Copy each of the items below word for word, keeping every line in its original order. Leave the pictures out of your copy.

______________________________

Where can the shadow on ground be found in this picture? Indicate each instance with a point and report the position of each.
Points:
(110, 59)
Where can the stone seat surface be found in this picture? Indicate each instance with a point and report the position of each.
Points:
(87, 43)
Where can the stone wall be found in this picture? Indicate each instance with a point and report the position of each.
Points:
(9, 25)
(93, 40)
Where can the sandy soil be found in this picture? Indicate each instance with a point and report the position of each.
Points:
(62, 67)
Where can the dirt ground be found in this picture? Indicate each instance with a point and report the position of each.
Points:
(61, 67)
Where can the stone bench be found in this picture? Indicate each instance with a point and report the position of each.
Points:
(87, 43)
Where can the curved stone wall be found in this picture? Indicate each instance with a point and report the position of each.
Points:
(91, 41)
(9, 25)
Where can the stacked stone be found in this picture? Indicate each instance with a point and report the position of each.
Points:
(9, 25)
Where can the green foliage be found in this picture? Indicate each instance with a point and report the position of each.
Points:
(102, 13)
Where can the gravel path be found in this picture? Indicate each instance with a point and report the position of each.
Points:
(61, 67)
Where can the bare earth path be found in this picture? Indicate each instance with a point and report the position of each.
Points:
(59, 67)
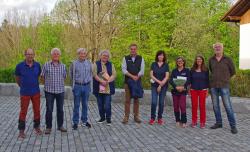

______________________________

▸ TASK OUTPUT:
Where can the shadow on ground be found in this picture? Indicate each instance with a point and report the position of each.
Points:
(110, 59)
Where can the stone seat surface be found in this picture? Indicate each instance with a point and report the position of each.
Points:
(87, 43)
Where can the stone wall be found in this picture? Indicate each instance with a point and report the position of each.
Points:
(9, 25)
(93, 40)
Where can the sandy soil be found in this picture? Indicate each instance with a point and report the position of each.
Points:
(62, 67)
Where can the dirt ground be found in this picture? Indicate each instance with a point and report the position of each.
Points:
(61, 67)
Where can the stone bench be found in this picture? Indicate each instance with a point and report the position of each.
Points:
(87, 43)
Where can the curved stone wall be found in this picture? Indicate each instance with a point and report the position of each.
Points:
(91, 41)
(9, 25)
Where can the stacked stone be found in this picture? Indicate each instance with a point and report the position of each.
Points:
(9, 25)
Where can the green foliage be found in this picture? Indicate each instance with a point and report the position of each.
Points:
(102, 13)
Where can the gravel path be found in this picture? Indicate each instance with a point and report the position of each.
Points:
(61, 67)
Where can the bare earth path be found in this picture? Indicate each instance with a point and report the position of each.
Points:
(59, 67)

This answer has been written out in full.